Please pick out every line in the entries below that contains the string "target", matching case exactly, and copy each such line as it appears.

*DATA EXTRACT:*
- - - - -

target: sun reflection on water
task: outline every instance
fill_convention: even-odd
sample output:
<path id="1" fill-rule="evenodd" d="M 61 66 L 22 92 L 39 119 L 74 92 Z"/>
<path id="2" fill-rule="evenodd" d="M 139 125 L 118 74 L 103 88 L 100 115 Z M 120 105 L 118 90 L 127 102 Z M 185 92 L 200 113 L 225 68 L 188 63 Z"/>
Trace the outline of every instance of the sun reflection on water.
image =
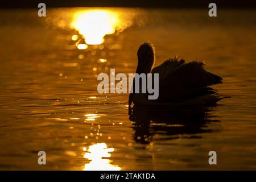
<path id="1" fill-rule="evenodd" d="M 120 28 L 118 14 L 107 10 L 89 10 L 75 14 L 71 27 L 84 36 L 88 45 L 99 45 L 106 35 Z"/>
<path id="2" fill-rule="evenodd" d="M 112 160 L 102 158 L 110 158 L 111 154 L 109 152 L 114 151 L 114 148 L 108 148 L 105 143 L 96 143 L 90 146 L 87 149 L 84 147 L 86 151 L 84 158 L 91 160 L 89 163 L 85 164 L 84 171 L 120 171 L 121 168 L 118 165 L 111 164 Z"/>

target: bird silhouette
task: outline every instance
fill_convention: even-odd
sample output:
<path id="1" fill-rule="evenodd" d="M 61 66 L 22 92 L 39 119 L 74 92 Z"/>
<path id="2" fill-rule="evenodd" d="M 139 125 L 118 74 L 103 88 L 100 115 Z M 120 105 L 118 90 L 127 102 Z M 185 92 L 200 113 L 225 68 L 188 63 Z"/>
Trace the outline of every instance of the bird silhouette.
<path id="1" fill-rule="evenodd" d="M 148 93 L 130 93 L 129 115 L 136 106 L 193 107 L 213 105 L 221 99 L 229 97 L 220 96 L 217 90 L 209 87 L 221 84 L 222 78 L 206 71 L 204 61 L 186 63 L 184 59 L 179 60 L 176 56 L 152 68 L 155 53 L 155 48 L 150 42 L 145 42 L 139 47 L 136 73 L 159 73 L 159 97 L 156 100 L 148 100 Z M 140 84 L 142 85 L 141 80 Z"/>

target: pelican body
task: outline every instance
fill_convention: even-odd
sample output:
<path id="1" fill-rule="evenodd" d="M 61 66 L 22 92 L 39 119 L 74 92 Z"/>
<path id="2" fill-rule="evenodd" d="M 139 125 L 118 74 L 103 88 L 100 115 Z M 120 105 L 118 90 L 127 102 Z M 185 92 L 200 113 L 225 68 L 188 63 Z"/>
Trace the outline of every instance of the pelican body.
<path id="1" fill-rule="evenodd" d="M 228 97 L 220 97 L 216 90 L 209 87 L 221 84 L 222 78 L 207 71 L 204 61 L 186 63 L 184 59 L 179 60 L 175 56 L 153 68 L 155 48 L 149 42 L 139 47 L 137 56 L 137 73 L 159 74 L 159 97 L 157 100 L 149 100 L 147 93 L 130 93 L 129 113 L 133 104 L 134 106 L 187 107 L 212 105 Z"/>

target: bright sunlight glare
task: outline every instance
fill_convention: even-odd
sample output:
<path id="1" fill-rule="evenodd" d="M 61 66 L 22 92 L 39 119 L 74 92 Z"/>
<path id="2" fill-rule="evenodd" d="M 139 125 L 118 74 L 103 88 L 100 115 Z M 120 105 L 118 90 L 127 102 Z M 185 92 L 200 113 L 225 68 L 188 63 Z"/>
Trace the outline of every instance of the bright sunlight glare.
<path id="1" fill-rule="evenodd" d="M 98 45 L 106 35 L 113 34 L 119 23 L 117 13 L 105 10 L 80 11 L 75 14 L 71 26 L 85 38 L 88 45 Z"/>

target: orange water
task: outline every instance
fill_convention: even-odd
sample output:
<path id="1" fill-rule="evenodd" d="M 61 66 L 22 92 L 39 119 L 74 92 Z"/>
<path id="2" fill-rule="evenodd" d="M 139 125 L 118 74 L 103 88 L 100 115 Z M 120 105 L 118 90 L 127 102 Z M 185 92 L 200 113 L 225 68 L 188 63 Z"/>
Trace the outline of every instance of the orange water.
<path id="1" fill-rule="evenodd" d="M 98 19 L 84 11 L 92 9 L 47 9 L 46 18 L 36 9 L 0 11 L 0 169 L 256 169 L 255 11 L 210 18 L 207 10 L 105 9 Z M 108 20 L 93 26 L 91 18 Z M 79 49 L 72 39 L 85 43 L 81 31 L 100 45 Z M 232 98 L 199 125 L 170 117 L 135 127 L 127 94 L 98 94 L 97 75 L 133 73 L 145 40 L 155 44 L 156 65 L 175 55 L 204 60 L 224 78 L 215 88 Z M 40 150 L 47 165 L 38 164 Z"/>

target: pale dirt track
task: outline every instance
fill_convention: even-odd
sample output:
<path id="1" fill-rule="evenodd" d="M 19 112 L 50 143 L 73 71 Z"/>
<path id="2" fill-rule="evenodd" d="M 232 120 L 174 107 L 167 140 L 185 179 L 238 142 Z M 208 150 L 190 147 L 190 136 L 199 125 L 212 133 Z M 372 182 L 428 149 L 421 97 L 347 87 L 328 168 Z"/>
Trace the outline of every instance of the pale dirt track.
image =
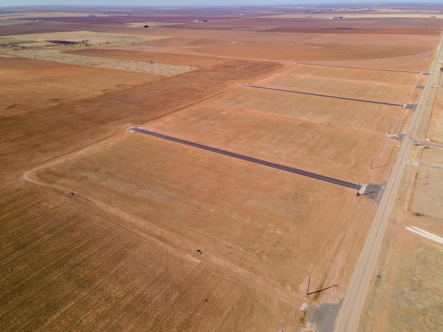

- - - - -

*COMPLETED TASK:*
target: sun reflection on water
target: bird silhouette
target: pelican body
target: bright sunlight glare
target: orange water
target: pale dirt track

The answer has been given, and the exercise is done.